((

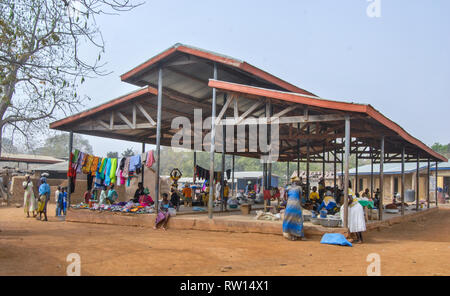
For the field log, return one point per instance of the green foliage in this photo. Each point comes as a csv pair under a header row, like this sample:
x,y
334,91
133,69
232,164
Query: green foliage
x,y
442,149
9,147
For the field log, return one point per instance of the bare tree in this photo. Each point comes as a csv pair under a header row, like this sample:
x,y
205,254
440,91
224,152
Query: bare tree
x,y
40,61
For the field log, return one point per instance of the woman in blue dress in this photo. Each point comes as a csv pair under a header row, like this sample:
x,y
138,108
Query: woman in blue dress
x,y
293,219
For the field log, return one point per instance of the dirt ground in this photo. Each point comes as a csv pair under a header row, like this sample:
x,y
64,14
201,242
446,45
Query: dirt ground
x,y
31,247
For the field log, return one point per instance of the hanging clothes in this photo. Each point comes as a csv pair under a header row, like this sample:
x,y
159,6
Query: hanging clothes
x,y
112,174
89,179
150,159
126,168
80,162
107,172
228,174
94,166
135,163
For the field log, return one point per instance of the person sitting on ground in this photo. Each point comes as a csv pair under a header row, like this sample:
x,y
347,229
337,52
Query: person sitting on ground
x,y
321,188
60,204
103,196
328,203
163,214
112,195
226,193
293,218
138,193
376,199
249,187
366,193
87,196
187,194
314,198
44,197
146,200
175,198
58,190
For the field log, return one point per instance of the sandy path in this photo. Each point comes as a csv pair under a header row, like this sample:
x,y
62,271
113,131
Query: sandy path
x,y
31,247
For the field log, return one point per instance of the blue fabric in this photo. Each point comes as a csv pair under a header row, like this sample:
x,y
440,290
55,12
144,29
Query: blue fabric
x,y
44,189
335,239
135,162
293,219
107,172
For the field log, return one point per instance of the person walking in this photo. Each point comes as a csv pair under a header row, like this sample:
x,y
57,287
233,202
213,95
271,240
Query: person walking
x,y
293,218
29,200
44,197
57,192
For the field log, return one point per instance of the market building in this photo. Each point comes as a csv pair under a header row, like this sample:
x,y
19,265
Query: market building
x,y
188,82
393,174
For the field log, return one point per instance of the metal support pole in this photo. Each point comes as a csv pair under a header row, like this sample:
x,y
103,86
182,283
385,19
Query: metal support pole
x,y
417,183
346,169
158,140
371,173
69,180
335,171
428,183
195,166
232,176
436,187
307,166
356,172
222,177
213,138
298,152
142,167
380,208
287,173
269,127
323,163
403,182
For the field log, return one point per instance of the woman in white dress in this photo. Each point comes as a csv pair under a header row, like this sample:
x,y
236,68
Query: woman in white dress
x,y
356,218
29,200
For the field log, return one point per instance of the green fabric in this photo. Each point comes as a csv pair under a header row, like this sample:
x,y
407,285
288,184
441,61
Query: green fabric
x,y
112,174
367,203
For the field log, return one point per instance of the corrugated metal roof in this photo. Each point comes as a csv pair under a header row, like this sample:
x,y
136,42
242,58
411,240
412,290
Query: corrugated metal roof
x,y
396,168
29,158
57,167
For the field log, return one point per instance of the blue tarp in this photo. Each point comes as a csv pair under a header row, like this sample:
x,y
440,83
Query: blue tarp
x,y
335,239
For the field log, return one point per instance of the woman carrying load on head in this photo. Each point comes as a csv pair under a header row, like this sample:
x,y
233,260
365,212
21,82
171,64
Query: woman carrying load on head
x,y
356,219
293,219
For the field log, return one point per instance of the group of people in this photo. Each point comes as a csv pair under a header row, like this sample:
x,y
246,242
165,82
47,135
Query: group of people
x,y
36,205
293,217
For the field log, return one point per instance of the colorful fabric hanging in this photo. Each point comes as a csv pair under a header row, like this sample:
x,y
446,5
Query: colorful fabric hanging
x,y
150,159
112,174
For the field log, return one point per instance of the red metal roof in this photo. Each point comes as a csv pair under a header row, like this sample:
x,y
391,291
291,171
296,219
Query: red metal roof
x,y
112,103
318,102
244,66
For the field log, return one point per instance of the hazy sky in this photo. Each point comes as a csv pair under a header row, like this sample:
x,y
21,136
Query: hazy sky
x,y
399,63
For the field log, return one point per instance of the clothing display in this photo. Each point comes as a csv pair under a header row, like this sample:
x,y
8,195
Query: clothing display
x,y
106,171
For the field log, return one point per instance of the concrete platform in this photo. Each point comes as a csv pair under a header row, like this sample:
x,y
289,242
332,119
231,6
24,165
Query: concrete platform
x,y
227,221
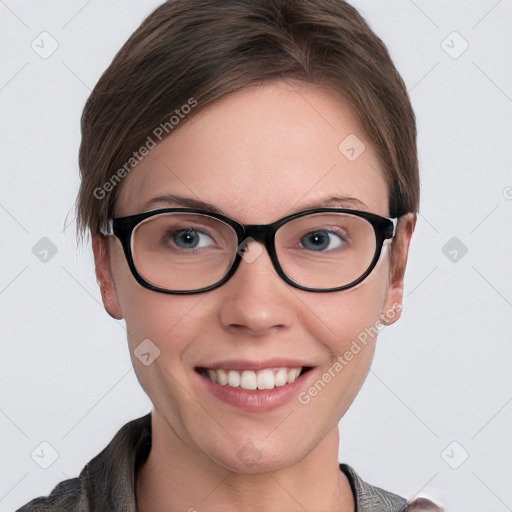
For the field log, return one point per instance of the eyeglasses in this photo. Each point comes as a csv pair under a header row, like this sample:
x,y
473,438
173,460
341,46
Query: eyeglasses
x,y
185,250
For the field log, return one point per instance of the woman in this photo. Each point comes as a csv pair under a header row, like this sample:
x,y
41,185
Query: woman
x,y
250,182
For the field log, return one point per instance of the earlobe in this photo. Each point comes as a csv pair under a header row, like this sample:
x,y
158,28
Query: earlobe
x,y
398,263
101,250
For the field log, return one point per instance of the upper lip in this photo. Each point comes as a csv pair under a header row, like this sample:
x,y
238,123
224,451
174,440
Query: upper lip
x,y
244,364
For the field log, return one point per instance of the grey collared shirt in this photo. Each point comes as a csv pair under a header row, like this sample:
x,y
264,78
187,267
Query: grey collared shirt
x,y
107,482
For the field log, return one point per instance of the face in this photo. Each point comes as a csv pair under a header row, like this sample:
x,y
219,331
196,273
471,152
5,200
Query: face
x,y
258,155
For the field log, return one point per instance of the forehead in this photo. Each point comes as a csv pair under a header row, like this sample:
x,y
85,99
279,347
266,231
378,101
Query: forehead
x,y
260,153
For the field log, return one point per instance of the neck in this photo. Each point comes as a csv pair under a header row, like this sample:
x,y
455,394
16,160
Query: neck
x,y
176,478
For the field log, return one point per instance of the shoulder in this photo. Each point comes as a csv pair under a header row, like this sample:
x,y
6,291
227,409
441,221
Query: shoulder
x,y
107,480
369,498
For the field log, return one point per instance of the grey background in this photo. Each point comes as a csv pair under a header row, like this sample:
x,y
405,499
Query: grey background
x,y
441,375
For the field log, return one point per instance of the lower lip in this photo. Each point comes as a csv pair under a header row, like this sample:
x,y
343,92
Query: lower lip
x,y
256,400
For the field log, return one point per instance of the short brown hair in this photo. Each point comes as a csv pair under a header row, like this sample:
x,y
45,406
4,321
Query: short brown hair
x,y
205,49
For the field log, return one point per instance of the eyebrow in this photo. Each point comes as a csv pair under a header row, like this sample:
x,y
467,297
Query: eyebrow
x,y
188,202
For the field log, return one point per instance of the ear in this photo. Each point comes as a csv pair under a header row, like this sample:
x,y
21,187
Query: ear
x,y
398,262
102,263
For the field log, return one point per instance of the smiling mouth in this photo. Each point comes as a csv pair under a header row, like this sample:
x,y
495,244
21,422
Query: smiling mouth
x,y
268,378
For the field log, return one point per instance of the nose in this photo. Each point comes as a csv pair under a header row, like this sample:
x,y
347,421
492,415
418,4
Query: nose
x,y
256,300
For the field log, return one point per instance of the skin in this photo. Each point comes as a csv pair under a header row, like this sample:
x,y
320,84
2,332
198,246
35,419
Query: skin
x,y
258,154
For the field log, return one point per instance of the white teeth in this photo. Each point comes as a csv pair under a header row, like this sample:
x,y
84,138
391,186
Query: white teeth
x,y
266,379
281,377
233,378
248,379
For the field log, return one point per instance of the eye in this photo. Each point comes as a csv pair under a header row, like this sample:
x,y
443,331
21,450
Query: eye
x,y
322,240
190,238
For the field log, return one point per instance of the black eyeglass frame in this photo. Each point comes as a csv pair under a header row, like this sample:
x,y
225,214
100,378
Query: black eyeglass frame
x,y
122,228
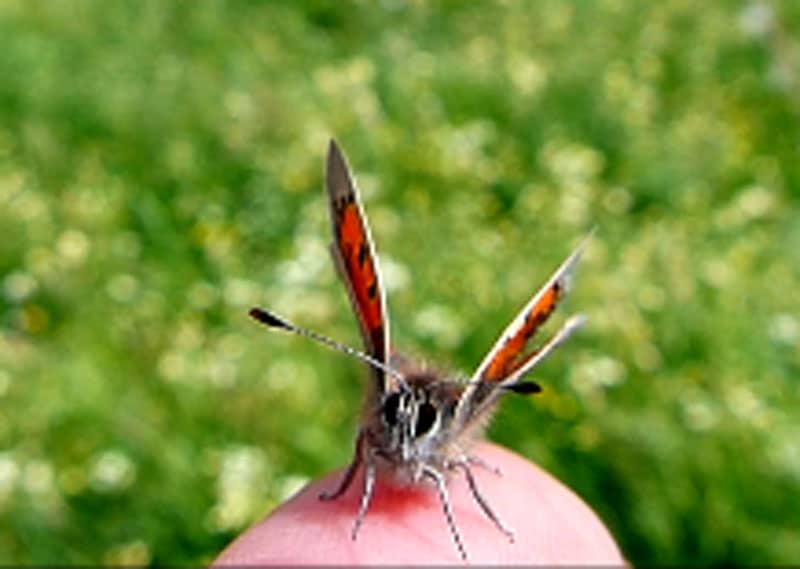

))

Pictures aside, reproduce the listing above exactly.

[Result of the task]
For the field log, return one point per instance of the green foliage in this photo. Each point comes as a csv pair under a header row, like this sample:
x,y
334,91
133,69
232,164
Query: green foliage
x,y
442,149
9,147
For the field log, return one point per instance of the bare tree in this photo. Each point comes as a csv pair under a header row, like this sample:
x,y
205,254
440,91
224,152
Query: bare tree
x,y
40,61
For the field log, return one point per instance of the woman in blue dress in this photo. Each point comes as a csv pair under a header row, like this sample:
x,y
138,108
Query: woman in blue dress
x,y
293,219
For the field log, return one point per instance of the dirt ground in this photo. Each point comes as a csv pair under a header row, like this sample:
x,y
64,14
201,242
446,45
Query: dirt ground
x,y
31,247
For the field log, return one point per instance of the hanging clothes in this photo. Each point comes as a csv pair under a header row, like this sample:
x,y
159,6
Query: hanging clothes
x,y
112,174
89,179
150,159
126,168
80,162
107,172
228,174
94,166
135,163
For the field log, return one point per instance of the person sitting on ground in this photo. Each point comes as a csv pair under a header row, like this sample:
x,y
347,229
337,52
Query: person sitting on ground
x,y
321,188
60,204
103,196
328,203
163,214
112,195
226,193
293,218
138,193
376,199
249,187
366,193
87,196
187,194
314,198
44,197
146,200
175,198
58,190
For the field log, return one point per instance of the sandy path in this photo. Each point comes as a csv pair under a header row, like this sample:
x,y
62,271
113,131
Query: sandy path
x,y
31,247
For the field log, return one point per instance of the blue fabric in this photo. Each point comes as a csv pair under a header row, like this sample:
x,y
440,290
55,12
144,29
Query: blue fabric
x,y
44,189
335,239
135,162
293,219
107,172
For the field log, return one point per instance of the person walking in this photo. Each point comes as a csv pair under a header row, like this sample:
x,y
57,287
233,202
213,95
271,240
Query: person walking
x,y
293,218
29,200
44,197
57,192
For the field log, return one point per instance of the market building in this photo. Each point comes as a csv pair under a header row, like this sample:
x,y
19,265
Query: market building
x,y
188,82
393,174
For the field log, return one point per instance of the metal support pole in this photo. Each point comes as a csv pair under a header row, like this sample:
x,y
103,86
182,283
385,19
Query: metal support pole
x,y
417,183
346,169
158,140
371,173
69,180
335,171
428,183
195,166
232,176
436,187
307,166
356,172
222,177
213,138
298,152
142,167
380,208
287,173
269,127
323,163
403,182
For the field log, return one point per instance of the woman in white dress in this photo. Each point comes as a csv pair under a header row, like this sample:
x,y
236,68
Query: woman in white dress
x,y
356,218
29,200
For the field log, return one point per instance of the green fabric in this photo. Each point comes as a csv pair under a header row, like this sample:
x,y
407,285
288,184
441,61
Query: green fabric
x,y
112,174
367,203
For the field log, return one point per instance of the corrugated metal roof in this photo. Each point comes as a csv pair under a header row, like this sample:
x,y
136,42
242,58
411,240
412,290
Query: corrugated metal roof
x,y
396,168
29,158
57,167
For the field log, return one point per instance of the blue tarp in this photo. Each point comes as a csv pair under a header row, like this sample:
x,y
440,83
Query: blue tarp
x,y
335,239
For the field log, return one point per instance of the woman carrying load on head in this photo. Each point comes as a csv pair under a header row, like this sample:
x,y
233,260
365,212
21,82
171,64
Query: woman carrying load on head
x,y
356,219
293,219
For the field log, return one point per instance of the group of people in this photo. Each point comes as a csv pair under a header row, like this sample:
x,y
246,242
165,82
47,135
Query: group of people
x,y
36,205
293,217
For the field log, return one point per instance of the colorful fabric hanging in this photo. Each point comes as a csv pair under a header row, like this sample:
x,y
446,5
Query: colorful fabric hanging
x,y
150,159
112,174
For the field log, return one point per instance of the red metal roof in this photo. Each point comes as a csv pair under a header row, like this sample:
x,y
391,291
291,171
296,219
Query: red metal roof
x,y
112,103
318,102
244,66
For the field log, return one point per instance of the hazy sky in this photo. Each point comes as a csv pair under a header row, like this sample:
x,y
21,136
Query: hazy sky
x,y
399,63
For the field log, return one point per instance of the clothing display in this photo. Each point comes as a csv pair under a header row, like this sample:
x,y
8,195
Query: clothing display
x,y
106,171
For the field log, return one point per instance of the concrete platform in this photo. Each point comes as a csv pair under a header row, like this sample:
x,y
289,242
332,119
231,6
24,165
Query: concrete platform
x,y
227,221
For the field log, return one point per instance of the eyeglasses in this photo. Each point comes as a csv pair under a header row, like this sample:
x,y
473,438
173,460
341,46
Query: eyeglasses
x,y
185,250
For the field log, return one point per instance of the woman in this photo. Each point comes as a csv pair under a header row, like this sample:
x,y
41,185
Query: woman
x,y
250,182
For the field log, return one point per instance of the earlobe in this photo. Each point comes as a csv pair under a header row, like this sample:
x,y
158,28
Query: earlobe
x,y
398,263
101,250
For the field log, return one point per instance of the upper lip in this photo. Each point comes as a csv pair under a header row, like this sample:
x,y
238,123
224,451
174,440
Query: upper lip
x,y
244,364
For the field log, return one point per instance of the grey collared shirt in this photo. Each point comes as a csv pair under a header row, like this sample:
x,y
264,78
187,267
Query: grey collared shirt
x,y
107,482
For the field log, return one point per instance of the face in this photo. Each point comes as a csv pair under a header row, like this sample:
x,y
219,331
196,273
471,152
5,200
Query: face
x,y
258,155
For the field log, return one point per instance of the forehead in this photo. Each point comes as a csv pair under a header row, like this sample:
x,y
85,99
279,347
266,231
378,101
Query: forehead
x,y
260,153
For the field log, return one point per instance of the neck in this photo. Each point comes as a csv pair under a header row, like this sample:
x,y
455,394
16,160
Query: neck
x,y
176,478
For the field log, return one point per instance of the shoulder in this photo. Each point comes as a csv pair under a header row, like this sample:
x,y
6,291
227,409
441,221
Query: shoulder
x,y
107,480
369,498
For the field log, return one point per instance of the grey background in this photo. Each point comes as a csv pair under a header row, like this sample:
x,y
405,499
Query: grey background
x,y
441,375
For the field log, return one point per instance of the lower lip in this photo. Each point comes as a csv pair under a header row, like this sample:
x,y
343,92
Query: lower lip
x,y
256,400
For the field log, return one point per instance of the short brown hair in this photo. Each point comes as a csv pair under a header row, like this sample:
x,y
45,406
4,321
Query: short brown hair
x,y
205,49
For the field log, return one point per instance of the eyebrow in this photo. Each point comes as a csv pair under a header row, like this sample:
x,y
467,297
Query: eyebrow
x,y
188,202
For the field log, return one point per instance of the ear in this photo. Each point comes as a csv pair under a header row, like this sample:
x,y
21,187
Query: ear
x,y
398,262
102,263
For the field log, return one point per instance of the smiling mouth in this photo. Each point comes as a csv pair under a header row, like this sample:
x,y
495,244
21,422
Query: smiling mouth
x,y
268,378
For the field log, return one point per instance of the nose in this photo. Each point comes as a csv pair under a header row, like this sample:
x,y
347,421
492,415
418,4
Query: nose
x,y
256,300
For the field log, return one point per instance of the skin in this photo. Each point comes as a csv pair under a header row, like this sample:
x,y
320,84
2,332
198,246
35,419
Query: skin
x,y
258,154
For the field log, return one point per instance of the white teeth in this photo. Each point comes as a csv pair under a header row, like this sample:
x,y
84,138
391,186
Query: white teeth
x,y
266,379
281,377
233,378
248,379
For the field log, return one point per instance of the eye in this photo. Each point comes as a csv pair under a header row, like this sample:
x,y
443,331
21,450
Query: eye
x,y
322,240
190,238
For the field log, return one point per instance of the black eyeglass frame in this photo. Each point comes as a csv pair under a header row, like this sample:
x,y
225,214
100,378
Query: black eyeglass frame
x,y
122,228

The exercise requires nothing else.